Извлечённый текст>
Созерцание – это провал в безмыслие, в несуществование эго, трепетное внимание к тому, чем сознание поглощено в данный момент. Созерцание – это сочетание активности и пассивности сознания, захватывающих нас одновременно. Созерцающее сознание становится пассивным в размышлении, анализе и синтезе воспринимаемой информации, но безмерно активным в чуткой полноте принятия созерцаемого объекта, в интенсивной бдительности, в тотальном присутствии, посвящённом созерцаемому. Лишь в активной пассивности созерцание приносит плод. Именно этот навык безраздельной сосредоточенности на желаемом объекте развивался во всех религиозных и мистических традициях, независимо от того, каков был этот желанный объект – Бог, подлинное «я» или некая метафизическая идея. Таким образом, именно созерцание всегда служило универсальным методом пробуждения духовного ви́дения. Каждому искателю оно открывало путь к непосредственному постижению реальности.

Однако, если мы присмотримся внимательнее, то увидим, что подлинный опыт созерцания – это всегда дар, который нельзя вызвать к жизни сознательными усилиями, иначе в нём неизбежно будет присутствовать нарочитость, не позволяющая целиком покорить и преобразить нас. Роль духовного усердия и волевого стремления человека состоит в подготовке сознания ко вмещению этой благодати. Христианский монах Томас Мертон в работе, посвящённой созерцанию, писал об опыте открытия внутреннего «я»: «Ничто на земле, никакая медитация не поможет найти его и выманить на свет. Духовные усилия лишь дают нам относительный мир, смирение, отрешённость, чистоту сердца, беспристрастность, которые необходимы для того, чтобы непредсказуемое внутреннее «я» робко себя приоткрыло»21.

Так, духовная практика созерцания, будучи основой пути метода, приводит нас на путь сладостного плена, когда спонтанное, дарованное свыше ви́дение Божественной тайны захватывает нас, потому что мы научились открытости, необходимой для вмещения благодати. Эта пленённость Божественным возможна лишь тогда, когда наше сознание способно отдаваться Ему безоглядно, не пытаясь контролировать или осмыслять происходящее.

Задача для решения>
Подхватите приведённый выше текст о созерцании и продолжите его начиная с фразы, следующей за последним предложением.

Строки данных>

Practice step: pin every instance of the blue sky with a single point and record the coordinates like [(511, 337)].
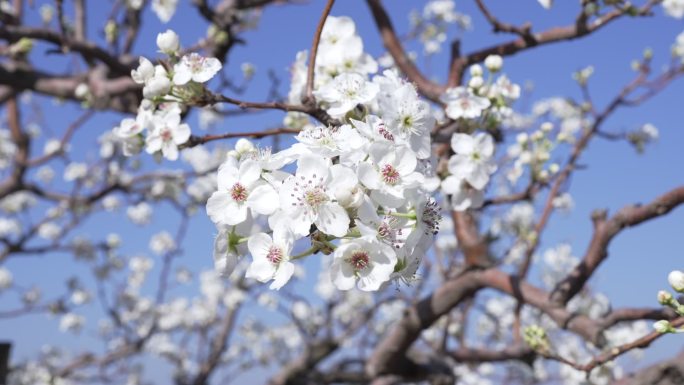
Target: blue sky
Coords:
[(640, 258)]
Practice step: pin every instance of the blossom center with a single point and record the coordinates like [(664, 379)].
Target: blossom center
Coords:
[(275, 255), (315, 197), (390, 174), (312, 193), (166, 135), (238, 192), (359, 260), (382, 130), (196, 63), (431, 217)]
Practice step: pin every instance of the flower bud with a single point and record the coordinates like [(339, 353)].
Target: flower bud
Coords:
[(663, 326), (494, 63), (664, 298), (476, 82), (476, 70), (111, 31), (144, 72), (46, 13), (81, 91), (157, 86), (676, 280), (244, 146), (168, 42)]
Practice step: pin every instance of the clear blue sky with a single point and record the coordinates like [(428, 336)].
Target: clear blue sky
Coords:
[(640, 258)]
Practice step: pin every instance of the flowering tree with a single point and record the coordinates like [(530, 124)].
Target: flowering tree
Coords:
[(418, 205)]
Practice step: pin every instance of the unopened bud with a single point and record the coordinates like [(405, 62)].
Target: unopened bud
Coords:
[(168, 42), (664, 298), (676, 280), (663, 326), (476, 70), (494, 63), (244, 146)]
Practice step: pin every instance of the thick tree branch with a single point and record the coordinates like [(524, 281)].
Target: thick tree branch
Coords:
[(604, 232), (428, 88)]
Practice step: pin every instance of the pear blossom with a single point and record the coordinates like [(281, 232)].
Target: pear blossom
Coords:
[(308, 197), (5, 279), (240, 190), (168, 42), (410, 118), (345, 92), (493, 63), (128, 128), (473, 158), (196, 68), (338, 40), (331, 141), (228, 249), (271, 257), (144, 72), (390, 171), (463, 195), (676, 280), (547, 4), (157, 85), (674, 8), (164, 9), (462, 103), (364, 263), (166, 135)]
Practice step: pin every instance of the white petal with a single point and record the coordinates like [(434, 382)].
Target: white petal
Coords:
[(282, 275), (368, 176), (332, 219), (462, 143), (263, 199), (342, 276), (313, 167), (258, 245), (182, 75), (261, 270)]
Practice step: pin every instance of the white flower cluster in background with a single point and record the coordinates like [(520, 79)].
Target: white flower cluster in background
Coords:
[(432, 24), (166, 86)]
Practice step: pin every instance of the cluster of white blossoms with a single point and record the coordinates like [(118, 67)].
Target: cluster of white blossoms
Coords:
[(665, 298), (359, 188), (166, 86), (481, 101)]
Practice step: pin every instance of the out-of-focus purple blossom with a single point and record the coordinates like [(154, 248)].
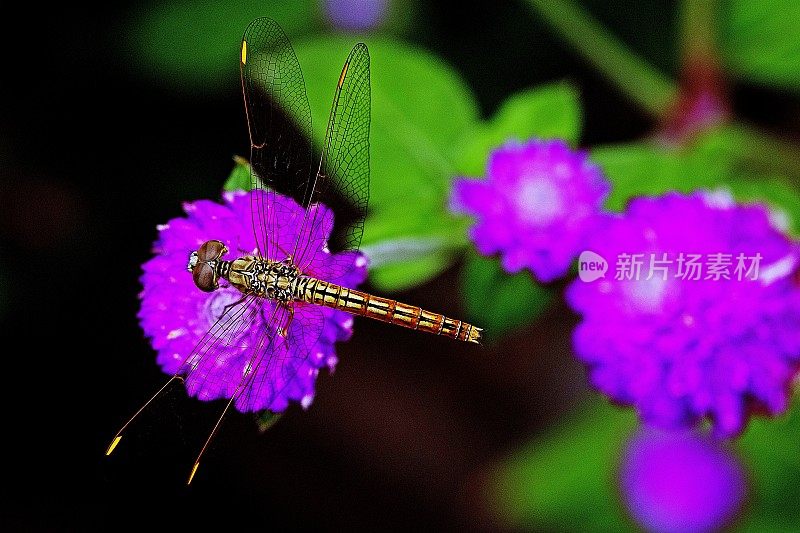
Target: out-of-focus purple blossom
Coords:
[(535, 206), (356, 15), (680, 482), (683, 349), (175, 314)]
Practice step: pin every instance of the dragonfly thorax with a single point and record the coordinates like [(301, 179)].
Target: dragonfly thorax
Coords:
[(276, 280)]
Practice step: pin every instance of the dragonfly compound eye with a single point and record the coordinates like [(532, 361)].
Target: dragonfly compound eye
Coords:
[(211, 251), (204, 277)]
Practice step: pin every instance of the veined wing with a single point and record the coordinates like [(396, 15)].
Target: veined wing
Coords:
[(278, 118), (342, 180)]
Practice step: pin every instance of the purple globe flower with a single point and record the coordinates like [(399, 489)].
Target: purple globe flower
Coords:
[(682, 343), (679, 482), (535, 206), (175, 314), (355, 14)]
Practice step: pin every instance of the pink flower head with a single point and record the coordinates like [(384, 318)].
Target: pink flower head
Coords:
[(682, 343), (535, 206), (175, 314)]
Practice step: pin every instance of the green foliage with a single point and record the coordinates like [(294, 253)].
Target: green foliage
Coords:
[(639, 169), (759, 41), (775, 192), (769, 449), (239, 179), (195, 45), (547, 112), (723, 157), (565, 480), (500, 302), (266, 419)]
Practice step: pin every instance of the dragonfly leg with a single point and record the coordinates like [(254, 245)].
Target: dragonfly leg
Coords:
[(284, 331)]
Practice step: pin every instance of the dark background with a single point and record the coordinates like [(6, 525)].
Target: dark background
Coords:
[(94, 156)]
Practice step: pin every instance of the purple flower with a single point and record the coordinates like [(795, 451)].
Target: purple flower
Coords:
[(681, 349), (680, 482), (535, 207), (175, 314), (355, 14)]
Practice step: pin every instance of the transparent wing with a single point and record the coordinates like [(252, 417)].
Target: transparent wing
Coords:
[(276, 370), (342, 181), (278, 118), (219, 341)]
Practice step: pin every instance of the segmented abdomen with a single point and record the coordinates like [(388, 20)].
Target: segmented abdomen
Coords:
[(359, 303)]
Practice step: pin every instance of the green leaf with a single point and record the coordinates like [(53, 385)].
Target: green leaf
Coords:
[(565, 481), (195, 45), (759, 41), (239, 179), (769, 448), (782, 198), (547, 112), (266, 419), (420, 108), (639, 169), (498, 301)]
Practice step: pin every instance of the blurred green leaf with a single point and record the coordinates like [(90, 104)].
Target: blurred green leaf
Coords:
[(195, 45), (266, 419), (499, 301), (724, 157), (566, 481), (420, 108), (239, 179), (646, 169), (759, 40), (769, 448), (782, 198), (547, 112)]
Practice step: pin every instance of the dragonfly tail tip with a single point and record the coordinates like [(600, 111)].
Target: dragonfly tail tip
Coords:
[(475, 335), (113, 444)]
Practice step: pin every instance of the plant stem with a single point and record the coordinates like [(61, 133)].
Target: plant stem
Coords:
[(650, 89)]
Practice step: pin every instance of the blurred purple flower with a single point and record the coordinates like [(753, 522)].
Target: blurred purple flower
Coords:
[(355, 15), (680, 350), (175, 314), (679, 482), (535, 206)]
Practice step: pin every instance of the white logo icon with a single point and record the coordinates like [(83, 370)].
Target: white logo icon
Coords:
[(591, 266)]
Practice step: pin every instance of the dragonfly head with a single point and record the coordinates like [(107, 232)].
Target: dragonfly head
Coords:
[(202, 265)]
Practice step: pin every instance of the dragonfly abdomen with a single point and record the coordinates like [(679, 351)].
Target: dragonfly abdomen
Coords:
[(319, 292)]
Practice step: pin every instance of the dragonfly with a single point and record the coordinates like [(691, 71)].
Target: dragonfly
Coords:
[(281, 163)]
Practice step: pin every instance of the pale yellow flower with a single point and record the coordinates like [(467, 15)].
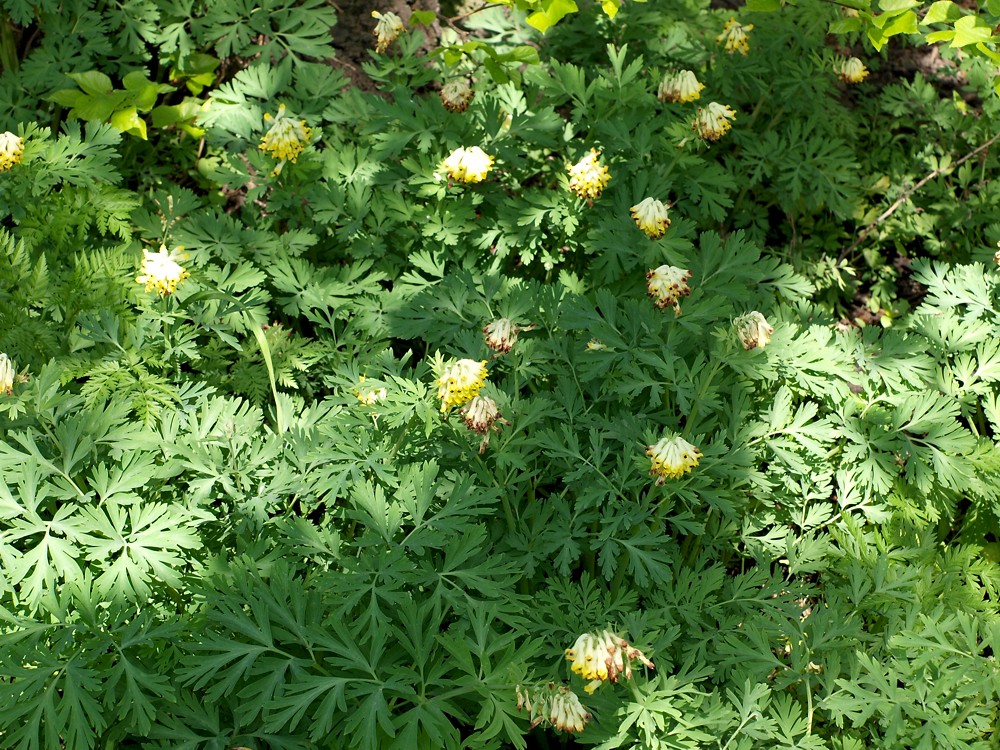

Ответ>
Напряжённое усердие, одержимое жаждой заполучить опыт созерцания, не приближает нас к нему, а напротив, становится помехой. Каждый мистик рано или поздно начинает замечать закономерность, поначалу озадачивающую его: как бы он ни пытался приблизить встречу с Богом молитвой или медитацией, чаще всего этот Гость приходит внезапно. Ожидание и желание получить духовный опыт не позволяют разуму войти в пассивную восприимчивость, необходимую для настоящего созерцания. Индийский духовный учитель Джидду Кришнамурти так описывает условия, в которых приходит глубокая медитация: «Всё сознание должно быть недвижимо, не желая, не выискивая, не преследуя. Всё сознание должно быть в покое, лишь тогда может появиться то, что не имеет ни начала, ни конца. Медитация есть опустошение сознания: не принимать и вмещать, а быть свободным от всякого усилия»22.

К слову, часто первый духовный опыт в нашей жизни бывает самым значительным именно потому, что приходит нежданно. В последующем мы начинаем непроизвольно предвкушать его, стремясь снова испытать пережитый ранее восторг. Внося в свою духовную практику ожидание, мы блокируем восприимчивость души, поскольку становимся неспособными к полной самоотдаче. Мы не должны караулить мистический опыт, иначе он так и не попадётся нам на глаза. Если он посещает нас, а мы, вместо того чтобы всецело отдаться ему, начинаем удерживать его и радоваться достигнутому, он тут же покидает столь переполненный нашим эго сосуд, не оставив там и следа. Даже простая фиксация созерцания уже отчуждает нас от его глубины. Томас Мертон писал о настоящем созерцателе: «Его созерцание чисто, потому что он никогда за ним не подглядывает»23.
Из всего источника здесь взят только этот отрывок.